-- Start --

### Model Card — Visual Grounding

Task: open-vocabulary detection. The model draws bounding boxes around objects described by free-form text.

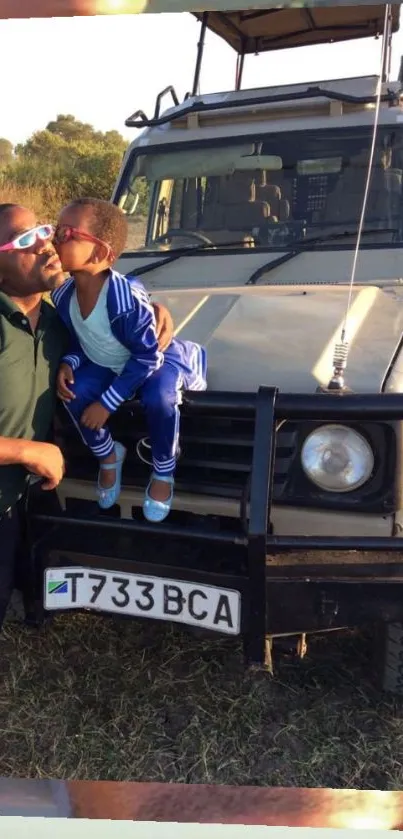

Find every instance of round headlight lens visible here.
[301,425,374,492]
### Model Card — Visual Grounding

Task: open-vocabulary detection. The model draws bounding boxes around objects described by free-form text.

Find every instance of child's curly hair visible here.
[69,198,128,259]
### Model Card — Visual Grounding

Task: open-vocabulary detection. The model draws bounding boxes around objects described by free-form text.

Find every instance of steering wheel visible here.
[154,227,215,248]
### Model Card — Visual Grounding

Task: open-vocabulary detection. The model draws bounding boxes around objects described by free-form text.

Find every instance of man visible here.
[0,204,173,629]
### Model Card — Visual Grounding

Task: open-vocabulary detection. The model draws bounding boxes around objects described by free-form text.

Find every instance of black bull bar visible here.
[31,387,403,665]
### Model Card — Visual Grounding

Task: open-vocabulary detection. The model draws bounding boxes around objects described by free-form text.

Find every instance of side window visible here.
[119,171,152,251]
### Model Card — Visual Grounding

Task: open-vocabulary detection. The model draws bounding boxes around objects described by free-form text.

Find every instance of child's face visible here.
[54,207,110,274]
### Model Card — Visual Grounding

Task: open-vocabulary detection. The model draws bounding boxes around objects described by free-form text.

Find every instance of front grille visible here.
[55,405,396,514]
[55,408,298,501]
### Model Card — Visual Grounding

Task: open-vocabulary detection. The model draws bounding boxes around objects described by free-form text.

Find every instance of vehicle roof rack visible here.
[125,85,399,128]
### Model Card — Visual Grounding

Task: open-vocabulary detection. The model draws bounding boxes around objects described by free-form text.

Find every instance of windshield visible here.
[114,127,403,251]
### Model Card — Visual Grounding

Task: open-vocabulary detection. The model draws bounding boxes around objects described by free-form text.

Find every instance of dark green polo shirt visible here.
[0,292,67,514]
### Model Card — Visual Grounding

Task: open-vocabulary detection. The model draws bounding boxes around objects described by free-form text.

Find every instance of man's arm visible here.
[0,437,64,489]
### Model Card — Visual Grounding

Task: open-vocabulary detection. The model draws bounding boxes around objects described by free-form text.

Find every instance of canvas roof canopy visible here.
[196,2,400,55]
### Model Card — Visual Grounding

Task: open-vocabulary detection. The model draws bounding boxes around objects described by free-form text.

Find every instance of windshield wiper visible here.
[126,239,258,277]
[245,227,397,285]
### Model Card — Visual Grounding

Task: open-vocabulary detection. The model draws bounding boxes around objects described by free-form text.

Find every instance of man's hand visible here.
[20,441,65,490]
[81,402,110,431]
[153,303,174,352]
[56,361,75,402]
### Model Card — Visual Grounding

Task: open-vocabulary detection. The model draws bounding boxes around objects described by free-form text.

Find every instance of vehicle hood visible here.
[152,285,403,393]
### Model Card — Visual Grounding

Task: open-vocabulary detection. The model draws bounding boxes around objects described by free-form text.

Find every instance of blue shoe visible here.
[143,472,175,523]
[97,443,126,510]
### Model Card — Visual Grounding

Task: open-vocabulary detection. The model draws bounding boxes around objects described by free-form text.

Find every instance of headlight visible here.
[301,425,374,492]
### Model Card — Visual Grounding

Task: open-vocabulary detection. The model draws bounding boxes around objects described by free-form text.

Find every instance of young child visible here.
[52,198,207,522]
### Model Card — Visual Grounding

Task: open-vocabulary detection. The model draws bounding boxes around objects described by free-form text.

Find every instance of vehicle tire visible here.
[378,623,403,696]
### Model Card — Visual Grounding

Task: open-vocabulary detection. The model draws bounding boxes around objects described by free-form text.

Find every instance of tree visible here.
[6,114,127,212]
[0,137,14,169]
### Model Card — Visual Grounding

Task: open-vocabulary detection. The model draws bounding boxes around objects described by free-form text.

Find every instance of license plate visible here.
[44,566,241,635]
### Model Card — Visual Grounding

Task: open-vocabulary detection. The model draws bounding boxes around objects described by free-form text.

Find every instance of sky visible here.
[0,13,403,144]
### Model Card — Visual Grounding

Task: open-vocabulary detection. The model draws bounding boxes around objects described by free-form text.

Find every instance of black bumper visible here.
[29,387,403,664]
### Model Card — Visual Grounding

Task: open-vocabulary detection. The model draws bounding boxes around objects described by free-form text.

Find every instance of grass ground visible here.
[0,616,403,790]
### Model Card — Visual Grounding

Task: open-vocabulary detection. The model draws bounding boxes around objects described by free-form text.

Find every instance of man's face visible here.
[0,207,64,297]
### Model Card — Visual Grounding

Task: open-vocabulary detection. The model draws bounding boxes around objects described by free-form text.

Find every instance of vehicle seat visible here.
[201,172,270,239]
[255,171,290,222]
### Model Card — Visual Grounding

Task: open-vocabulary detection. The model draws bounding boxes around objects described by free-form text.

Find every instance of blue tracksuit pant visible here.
[65,352,207,476]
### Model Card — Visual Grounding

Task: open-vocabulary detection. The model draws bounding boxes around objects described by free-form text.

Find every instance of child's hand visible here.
[56,362,75,402]
[81,402,110,431]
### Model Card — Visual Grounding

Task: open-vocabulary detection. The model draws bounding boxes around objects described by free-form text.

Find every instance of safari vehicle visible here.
[24,2,403,693]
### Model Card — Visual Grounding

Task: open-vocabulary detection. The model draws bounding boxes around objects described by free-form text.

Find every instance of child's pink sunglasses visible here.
[0,224,55,253]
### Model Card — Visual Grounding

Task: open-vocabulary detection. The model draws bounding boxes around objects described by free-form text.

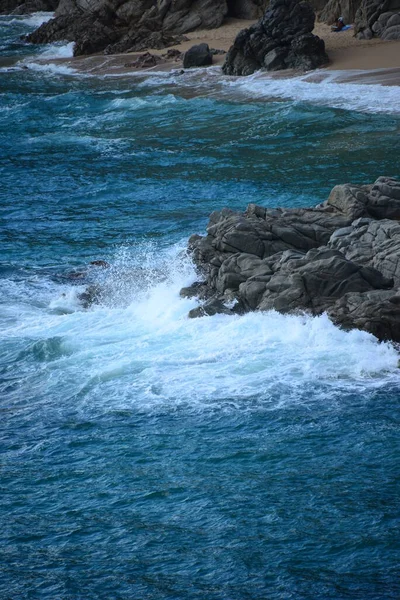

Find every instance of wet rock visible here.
[26,0,228,56]
[183,44,213,69]
[125,52,161,69]
[222,0,329,75]
[182,177,400,342]
[317,0,361,25]
[0,0,59,15]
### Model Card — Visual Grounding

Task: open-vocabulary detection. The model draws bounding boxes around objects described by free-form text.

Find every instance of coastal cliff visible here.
[181,177,400,342]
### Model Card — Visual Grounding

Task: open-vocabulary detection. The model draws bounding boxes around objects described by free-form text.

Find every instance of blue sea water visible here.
[0,15,400,600]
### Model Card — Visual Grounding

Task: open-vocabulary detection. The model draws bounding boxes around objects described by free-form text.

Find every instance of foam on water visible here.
[136,67,400,114]
[4,248,400,409]
[40,42,75,58]
[0,11,54,29]
[225,71,400,113]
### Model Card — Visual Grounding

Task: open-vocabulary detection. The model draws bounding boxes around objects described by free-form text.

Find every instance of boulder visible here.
[318,0,361,25]
[227,0,268,19]
[183,44,213,69]
[222,0,329,75]
[0,0,59,15]
[182,177,400,342]
[25,0,228,56]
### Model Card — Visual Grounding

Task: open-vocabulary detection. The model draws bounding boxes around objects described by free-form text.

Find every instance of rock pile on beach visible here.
[222,0,329,75]
[181,177,400,342]
[23,0,267,56]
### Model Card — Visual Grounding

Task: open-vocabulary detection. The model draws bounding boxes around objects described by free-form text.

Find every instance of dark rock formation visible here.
[317,0,361,25]
[354,0,400,40]
[0,0,59,15]
[227,0,268,19]
[181,177,400,342]
[183,44,213,69]
[27,0,228,56]
[222,0,328,75]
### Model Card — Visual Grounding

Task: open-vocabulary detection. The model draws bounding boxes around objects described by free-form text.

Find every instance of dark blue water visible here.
[0,18,400,600]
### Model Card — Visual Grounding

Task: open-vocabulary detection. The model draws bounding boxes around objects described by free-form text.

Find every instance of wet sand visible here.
[25,19,400,85]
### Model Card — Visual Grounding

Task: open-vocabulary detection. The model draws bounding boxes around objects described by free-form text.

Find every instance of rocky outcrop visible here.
[222,0,328,75]
[0,0,58,15]
[227,0,269,19]
[317,0,361,25]
[27,0,228,56]
[181,177,400,342]
[183,44,213,69]
[354,0,400,40]
[26,0,228,56]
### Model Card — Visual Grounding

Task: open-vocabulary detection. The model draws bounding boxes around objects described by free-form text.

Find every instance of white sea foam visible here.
[110,94,178,110]
[0,11,54,28]
[223,71,400,113]
[20,55,76,75]
[132,67,400,113]
[3,244,400,410]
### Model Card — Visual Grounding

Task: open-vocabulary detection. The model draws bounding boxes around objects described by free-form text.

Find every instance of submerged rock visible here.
[222,0,329,75]
[182,177,400,342]
[183,44,213,69]
[0,0,59,15]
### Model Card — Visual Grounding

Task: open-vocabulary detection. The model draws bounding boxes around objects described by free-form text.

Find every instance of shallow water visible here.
[0,17,400,600]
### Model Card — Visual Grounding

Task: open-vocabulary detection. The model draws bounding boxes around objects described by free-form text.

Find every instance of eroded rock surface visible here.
[27,0,228,56]
[223,0,329,75]
[181,177,400,342]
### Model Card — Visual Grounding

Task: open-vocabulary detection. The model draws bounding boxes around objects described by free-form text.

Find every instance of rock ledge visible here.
[181,177,400,342]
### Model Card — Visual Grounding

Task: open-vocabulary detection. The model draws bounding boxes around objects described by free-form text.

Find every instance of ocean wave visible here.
[3,248,399,409]
[0,11,54,28]
[223,71,400,113]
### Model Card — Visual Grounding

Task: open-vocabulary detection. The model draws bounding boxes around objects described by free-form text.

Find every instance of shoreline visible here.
[5,18,400,86]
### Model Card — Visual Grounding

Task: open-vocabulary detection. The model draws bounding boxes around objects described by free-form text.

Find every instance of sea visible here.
[0,13,400,600]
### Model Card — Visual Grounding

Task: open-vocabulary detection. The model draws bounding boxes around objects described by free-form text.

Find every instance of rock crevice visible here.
[181,177,400,342]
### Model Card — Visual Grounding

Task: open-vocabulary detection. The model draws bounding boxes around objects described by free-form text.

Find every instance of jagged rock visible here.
[222,0,328,75]
[354,0,400,40]
[26,0,228,56]
[318,0,361,25]
[183,44,213,69]
[228,0,268,19]
[0,0,58,15]
[182,177,400,341]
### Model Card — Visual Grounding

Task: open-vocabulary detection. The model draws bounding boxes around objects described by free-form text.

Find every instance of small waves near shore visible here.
[0,17,400,600]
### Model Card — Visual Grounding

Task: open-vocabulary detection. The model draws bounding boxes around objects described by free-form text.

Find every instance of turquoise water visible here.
[0,17,400,600]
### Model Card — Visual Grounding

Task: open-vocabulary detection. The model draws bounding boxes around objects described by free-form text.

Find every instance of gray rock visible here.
[0,0,59,15]
[182,177,400,341]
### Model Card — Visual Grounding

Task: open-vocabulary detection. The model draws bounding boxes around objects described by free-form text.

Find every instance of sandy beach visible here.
[32,19,400,85]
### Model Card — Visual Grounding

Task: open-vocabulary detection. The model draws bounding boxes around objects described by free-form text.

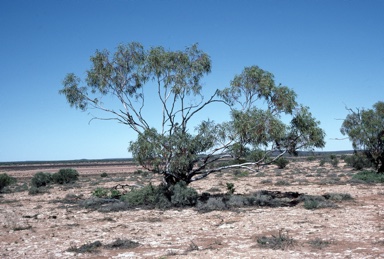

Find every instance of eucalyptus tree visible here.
[340,101,384,173]
[60,42,325,186]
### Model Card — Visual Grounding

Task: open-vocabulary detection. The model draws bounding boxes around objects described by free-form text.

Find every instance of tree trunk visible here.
[377,155,384,174]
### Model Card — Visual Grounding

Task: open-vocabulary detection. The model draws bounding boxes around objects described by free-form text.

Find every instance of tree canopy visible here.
[340,101,384,173]
[60,42,325,185]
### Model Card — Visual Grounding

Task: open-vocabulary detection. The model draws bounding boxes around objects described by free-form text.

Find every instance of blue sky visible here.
[0,0,384,162]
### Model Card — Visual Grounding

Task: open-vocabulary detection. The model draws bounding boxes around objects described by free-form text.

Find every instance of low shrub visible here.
[274,157,289,169]
[323,193,353,202]
[0,173,16,192]
[67,241,103,253]
[28,185,48,195]
[301,195,337,210]
[352,170,384,183]
[344,153,373,170]
[308,238,332,249]
[52,168,79,184]
[31,172,52,188]
[92,187,121,199]
[257,230,296,250]
[171,182,199,207]
[121,184,172,208]
[104,238,140,249]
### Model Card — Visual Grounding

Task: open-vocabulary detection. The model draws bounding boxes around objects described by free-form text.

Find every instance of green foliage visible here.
[256,229,296,250]
[28,185,47,195]
[67,241,103,253]
[301,195,336,210]
[340,101,384,173]
[121,184,164,207]
[0,173,16,192]
[92,187,110,198]
[323,193,353,202]
[352,171,384,183]
[52,168,79,184]
[308,240,333,249]
[171,182,199,207]
[344,152,373,170]
[104,238,140,249]
[121,182,199,209]
[31,172,52,188]
[60,42,325,188]
[274,157,289,169]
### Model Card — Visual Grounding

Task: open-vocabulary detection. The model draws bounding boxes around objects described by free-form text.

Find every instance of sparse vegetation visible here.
[256,229,297,250]
[352,170,384,183]
[0,173,16,192]
[52,168,79,184]
[308,238,333,249]
[274,157,289,169]
[31,172,52,188]
[344,152,373,170]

-- End --

> **TASK DIRECTIONS**
Tally the lines in the data above that contain the string "vehicle", treating case as significant, and give only the number.

> **EXPECTED ANSWER**
5